- [Dataset records]
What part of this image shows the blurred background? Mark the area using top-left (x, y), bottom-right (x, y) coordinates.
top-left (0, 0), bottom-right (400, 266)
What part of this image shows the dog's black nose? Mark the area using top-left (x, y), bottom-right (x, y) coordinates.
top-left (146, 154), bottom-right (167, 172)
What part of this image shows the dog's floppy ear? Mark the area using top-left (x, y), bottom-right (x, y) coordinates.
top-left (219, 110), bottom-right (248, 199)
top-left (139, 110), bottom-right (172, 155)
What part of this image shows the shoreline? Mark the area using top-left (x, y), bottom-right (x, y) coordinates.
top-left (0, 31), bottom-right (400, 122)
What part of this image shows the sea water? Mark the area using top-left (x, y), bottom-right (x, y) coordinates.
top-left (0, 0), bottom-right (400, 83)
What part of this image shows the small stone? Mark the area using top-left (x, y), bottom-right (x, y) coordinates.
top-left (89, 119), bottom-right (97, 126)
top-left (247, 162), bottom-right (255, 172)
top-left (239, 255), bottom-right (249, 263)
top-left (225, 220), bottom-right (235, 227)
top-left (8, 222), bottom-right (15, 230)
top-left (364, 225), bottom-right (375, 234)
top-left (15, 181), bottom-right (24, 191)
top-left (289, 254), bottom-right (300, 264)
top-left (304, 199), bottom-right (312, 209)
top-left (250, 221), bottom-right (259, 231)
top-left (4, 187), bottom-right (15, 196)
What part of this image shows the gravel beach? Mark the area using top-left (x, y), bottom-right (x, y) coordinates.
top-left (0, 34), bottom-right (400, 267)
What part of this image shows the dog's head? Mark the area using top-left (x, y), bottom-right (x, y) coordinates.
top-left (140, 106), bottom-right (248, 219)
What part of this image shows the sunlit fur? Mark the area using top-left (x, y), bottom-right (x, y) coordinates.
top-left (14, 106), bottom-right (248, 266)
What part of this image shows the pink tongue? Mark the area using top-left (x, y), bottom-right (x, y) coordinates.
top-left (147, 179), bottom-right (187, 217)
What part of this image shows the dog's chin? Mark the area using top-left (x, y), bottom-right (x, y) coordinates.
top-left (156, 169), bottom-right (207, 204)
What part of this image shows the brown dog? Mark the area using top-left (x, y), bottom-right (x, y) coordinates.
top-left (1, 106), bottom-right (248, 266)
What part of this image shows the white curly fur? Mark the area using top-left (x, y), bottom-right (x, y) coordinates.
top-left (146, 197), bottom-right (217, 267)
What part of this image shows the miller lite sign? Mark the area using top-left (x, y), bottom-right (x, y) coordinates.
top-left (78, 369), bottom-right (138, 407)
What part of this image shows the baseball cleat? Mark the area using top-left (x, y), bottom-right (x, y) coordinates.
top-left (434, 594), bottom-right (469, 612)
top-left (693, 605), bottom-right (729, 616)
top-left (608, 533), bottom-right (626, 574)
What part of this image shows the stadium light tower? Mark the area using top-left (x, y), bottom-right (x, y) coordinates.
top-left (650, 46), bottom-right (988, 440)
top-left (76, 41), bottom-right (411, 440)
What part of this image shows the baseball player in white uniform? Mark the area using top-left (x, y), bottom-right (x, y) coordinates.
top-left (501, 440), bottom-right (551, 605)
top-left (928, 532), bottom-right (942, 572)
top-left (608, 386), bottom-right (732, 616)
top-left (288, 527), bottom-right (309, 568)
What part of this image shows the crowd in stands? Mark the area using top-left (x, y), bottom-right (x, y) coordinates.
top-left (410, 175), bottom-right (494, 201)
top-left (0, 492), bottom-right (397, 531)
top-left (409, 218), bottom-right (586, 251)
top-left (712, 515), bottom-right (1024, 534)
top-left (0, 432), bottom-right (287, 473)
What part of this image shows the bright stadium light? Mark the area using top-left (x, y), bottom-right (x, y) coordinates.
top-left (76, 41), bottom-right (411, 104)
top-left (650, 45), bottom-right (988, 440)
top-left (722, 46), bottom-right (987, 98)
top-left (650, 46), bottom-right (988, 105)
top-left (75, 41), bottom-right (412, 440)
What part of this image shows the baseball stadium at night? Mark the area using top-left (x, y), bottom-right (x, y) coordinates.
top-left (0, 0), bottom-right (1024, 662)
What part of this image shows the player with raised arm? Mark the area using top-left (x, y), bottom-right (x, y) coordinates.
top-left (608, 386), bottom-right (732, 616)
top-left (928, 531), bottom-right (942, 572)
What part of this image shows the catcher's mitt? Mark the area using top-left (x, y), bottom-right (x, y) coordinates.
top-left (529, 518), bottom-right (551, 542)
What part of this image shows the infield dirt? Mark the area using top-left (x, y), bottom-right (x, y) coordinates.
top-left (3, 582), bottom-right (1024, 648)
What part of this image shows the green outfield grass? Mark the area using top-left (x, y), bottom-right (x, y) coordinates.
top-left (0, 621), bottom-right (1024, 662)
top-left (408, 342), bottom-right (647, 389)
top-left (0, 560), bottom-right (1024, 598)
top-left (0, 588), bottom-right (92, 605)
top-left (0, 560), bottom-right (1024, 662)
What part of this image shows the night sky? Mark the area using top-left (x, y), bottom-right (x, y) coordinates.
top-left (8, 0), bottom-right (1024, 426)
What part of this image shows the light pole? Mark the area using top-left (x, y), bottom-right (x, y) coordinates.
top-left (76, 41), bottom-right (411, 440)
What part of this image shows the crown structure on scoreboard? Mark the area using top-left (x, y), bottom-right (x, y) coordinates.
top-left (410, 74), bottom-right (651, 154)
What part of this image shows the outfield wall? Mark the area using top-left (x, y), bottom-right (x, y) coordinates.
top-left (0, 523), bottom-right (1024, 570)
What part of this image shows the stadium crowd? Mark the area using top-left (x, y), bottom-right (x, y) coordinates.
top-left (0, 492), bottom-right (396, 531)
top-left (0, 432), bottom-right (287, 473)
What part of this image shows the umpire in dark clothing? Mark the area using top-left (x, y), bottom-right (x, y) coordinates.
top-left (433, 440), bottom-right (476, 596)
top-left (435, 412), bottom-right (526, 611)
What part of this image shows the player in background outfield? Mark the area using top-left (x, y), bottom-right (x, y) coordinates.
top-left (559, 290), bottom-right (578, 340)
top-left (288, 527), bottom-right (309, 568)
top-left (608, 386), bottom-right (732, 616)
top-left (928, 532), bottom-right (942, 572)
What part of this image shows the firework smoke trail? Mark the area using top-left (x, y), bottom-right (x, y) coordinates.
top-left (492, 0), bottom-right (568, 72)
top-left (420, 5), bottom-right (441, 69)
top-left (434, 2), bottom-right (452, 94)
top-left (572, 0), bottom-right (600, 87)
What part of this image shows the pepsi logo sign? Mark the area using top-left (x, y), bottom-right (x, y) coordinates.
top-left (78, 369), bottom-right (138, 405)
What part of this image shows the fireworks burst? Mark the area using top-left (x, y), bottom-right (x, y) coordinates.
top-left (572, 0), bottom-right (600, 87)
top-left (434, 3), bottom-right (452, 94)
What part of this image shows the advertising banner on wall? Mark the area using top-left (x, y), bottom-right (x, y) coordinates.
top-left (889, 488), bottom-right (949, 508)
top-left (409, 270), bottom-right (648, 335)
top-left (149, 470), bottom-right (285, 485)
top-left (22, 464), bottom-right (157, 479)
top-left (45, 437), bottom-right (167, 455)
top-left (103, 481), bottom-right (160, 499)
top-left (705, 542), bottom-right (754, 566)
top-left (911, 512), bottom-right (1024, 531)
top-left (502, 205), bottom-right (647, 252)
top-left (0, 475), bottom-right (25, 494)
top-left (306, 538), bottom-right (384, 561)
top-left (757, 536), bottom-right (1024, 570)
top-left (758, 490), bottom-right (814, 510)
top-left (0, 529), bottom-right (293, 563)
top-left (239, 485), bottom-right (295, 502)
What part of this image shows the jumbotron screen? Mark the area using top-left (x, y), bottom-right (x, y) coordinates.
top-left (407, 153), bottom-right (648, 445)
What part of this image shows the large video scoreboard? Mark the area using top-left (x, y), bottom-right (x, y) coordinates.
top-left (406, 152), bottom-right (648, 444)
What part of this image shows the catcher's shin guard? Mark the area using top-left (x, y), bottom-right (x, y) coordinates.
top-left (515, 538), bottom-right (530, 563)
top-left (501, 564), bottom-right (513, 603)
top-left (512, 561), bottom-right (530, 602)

- [Directive] Rewrite the part of the listing above that runs from its first line through the line containing "top-left (146, 154), bottom-right (167, 172)" as a JSON list of strings, with one string per line and blank lines left out.

- [Result below]
[
  "What part of this image shows the blurred background? Mark the area using top-left (x, y), bottom-right (x, y) coordinates.",
  "top-left (0, 0), bottom-right (400, 266)",
  "What part of this image shows the dog's black nose? Mark the area using top-left (x, y), bottom-right (x, y) coordinates.",
  "top-left (146, 154), bottom-right (167, 172)"
]